▸ **Aim**
Convert everything in the records below, from the line containing "Batch #47 — class to annotate: green" down to and including the line containing "[18,29,72,56]", into a Markdown table with the columns Row and Line. Number each line in order and leave out any blank lines.

▸ **Supplied entries**
** start **
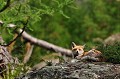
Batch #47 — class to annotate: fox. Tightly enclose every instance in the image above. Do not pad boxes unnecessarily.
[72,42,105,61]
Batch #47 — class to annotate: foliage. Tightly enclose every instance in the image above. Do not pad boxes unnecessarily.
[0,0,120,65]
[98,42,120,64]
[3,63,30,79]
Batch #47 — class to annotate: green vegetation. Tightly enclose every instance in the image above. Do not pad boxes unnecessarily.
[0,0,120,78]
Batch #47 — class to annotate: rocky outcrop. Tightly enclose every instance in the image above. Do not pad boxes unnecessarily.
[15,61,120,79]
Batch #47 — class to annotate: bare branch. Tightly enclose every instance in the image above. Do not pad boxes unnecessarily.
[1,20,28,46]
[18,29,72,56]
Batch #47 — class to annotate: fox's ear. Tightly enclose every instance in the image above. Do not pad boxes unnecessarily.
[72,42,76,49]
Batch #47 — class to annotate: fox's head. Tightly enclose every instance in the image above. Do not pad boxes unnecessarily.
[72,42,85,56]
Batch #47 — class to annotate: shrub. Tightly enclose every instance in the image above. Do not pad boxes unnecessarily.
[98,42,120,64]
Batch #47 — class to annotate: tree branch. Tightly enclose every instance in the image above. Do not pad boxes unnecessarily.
** end **
** start **
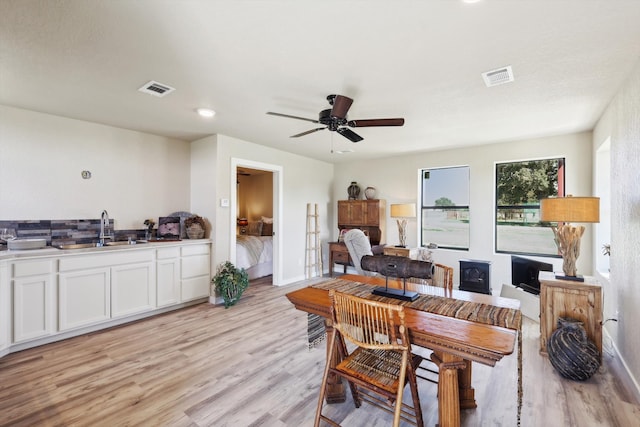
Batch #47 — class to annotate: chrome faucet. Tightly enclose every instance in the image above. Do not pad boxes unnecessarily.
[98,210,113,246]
** end **
** start **
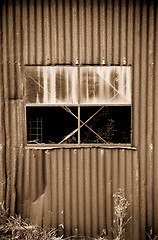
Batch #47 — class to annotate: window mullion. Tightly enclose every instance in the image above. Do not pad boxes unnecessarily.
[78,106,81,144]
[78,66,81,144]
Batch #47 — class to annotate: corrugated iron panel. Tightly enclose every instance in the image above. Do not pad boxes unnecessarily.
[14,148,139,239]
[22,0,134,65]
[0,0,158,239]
** end **
▸ **Task result**
| Row | Line |
|---|---|
| 1 | Batch #47 — class to annotate: green vegetation. Tightly enclose every instance in the image above. Do not pad boxes unnecessarily. |
| 2 | [0,0,120,78] |
| 3 | Batch #47 — class to annotate: rocky outcrop. Tightly enclose every instance in the image above. Do not pad boxes unnecessarily. |
| 4 | [15,61,120,79] |
| 5 | Batch #47 — class to annotate: bare branch. Tightly enclose every instance in the image above. Do not pad boxes unnecessarily. |
| 6 | [1,20,28,46] |
| 7 | [18,29,72,56] |